* _Record set_:
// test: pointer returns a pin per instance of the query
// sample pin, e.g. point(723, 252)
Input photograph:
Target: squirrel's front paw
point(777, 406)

* _Assignment_:
Nothing should be omitted or altered. Retype the records exactly.

* _Response below_:
// test: pointer returns a pin per instance of the query
// sample pin, e.g. point(723, 252)
Input photograph:
Target: squirrel's front paw
point(777, 406)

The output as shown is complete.